■ SUPPLIED MATERIAL

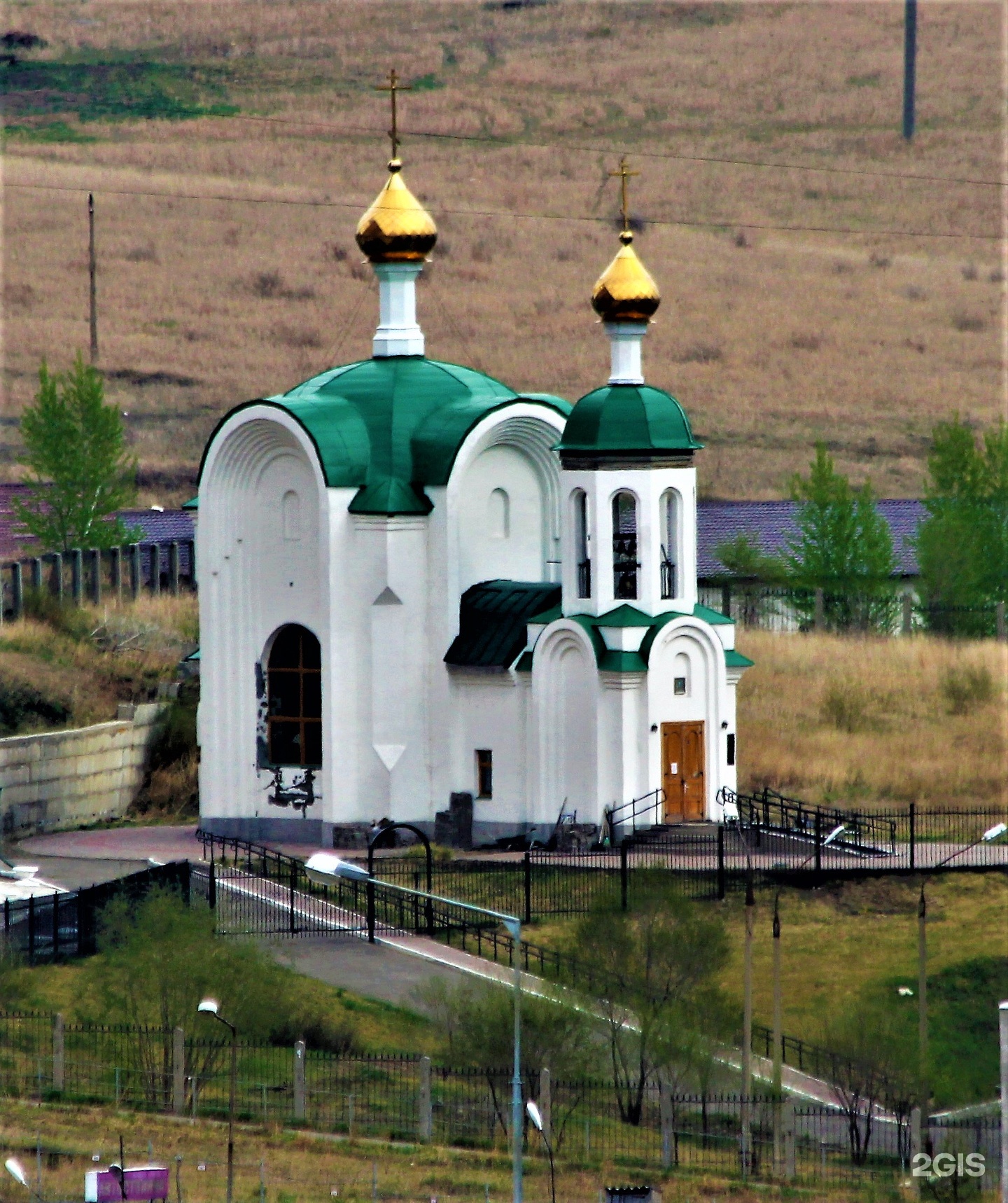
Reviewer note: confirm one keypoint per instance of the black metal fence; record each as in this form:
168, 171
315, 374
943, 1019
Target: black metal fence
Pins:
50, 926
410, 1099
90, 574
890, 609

* * *

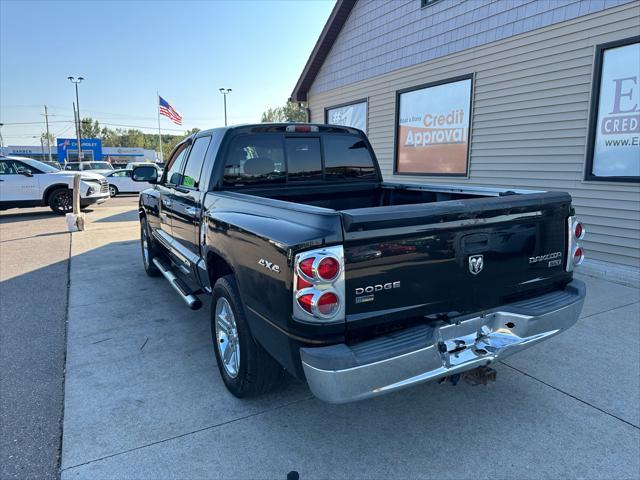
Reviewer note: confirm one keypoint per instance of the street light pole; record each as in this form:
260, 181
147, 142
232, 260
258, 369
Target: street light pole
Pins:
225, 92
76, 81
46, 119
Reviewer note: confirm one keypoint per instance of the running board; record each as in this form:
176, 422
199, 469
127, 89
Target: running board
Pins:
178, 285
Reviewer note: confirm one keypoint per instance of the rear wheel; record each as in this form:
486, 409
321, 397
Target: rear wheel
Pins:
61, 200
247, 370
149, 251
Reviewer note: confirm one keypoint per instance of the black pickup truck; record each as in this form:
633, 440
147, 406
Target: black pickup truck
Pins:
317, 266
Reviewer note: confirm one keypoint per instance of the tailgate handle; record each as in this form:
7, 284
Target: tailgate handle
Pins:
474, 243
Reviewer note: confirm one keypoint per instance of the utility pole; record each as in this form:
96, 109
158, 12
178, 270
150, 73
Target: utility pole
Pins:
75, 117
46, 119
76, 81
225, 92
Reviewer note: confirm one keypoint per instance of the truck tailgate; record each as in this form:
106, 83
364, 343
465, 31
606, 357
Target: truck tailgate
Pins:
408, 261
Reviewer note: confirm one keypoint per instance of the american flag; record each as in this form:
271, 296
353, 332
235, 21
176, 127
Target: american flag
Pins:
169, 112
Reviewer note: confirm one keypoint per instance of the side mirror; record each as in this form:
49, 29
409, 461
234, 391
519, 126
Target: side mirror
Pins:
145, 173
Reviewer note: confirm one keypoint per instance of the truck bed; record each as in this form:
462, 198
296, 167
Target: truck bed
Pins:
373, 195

■ YOUR ASSIGNMENT
Count the lines of the material that include the word "pole", then report only the total.

■ SOLUTION BELOW
4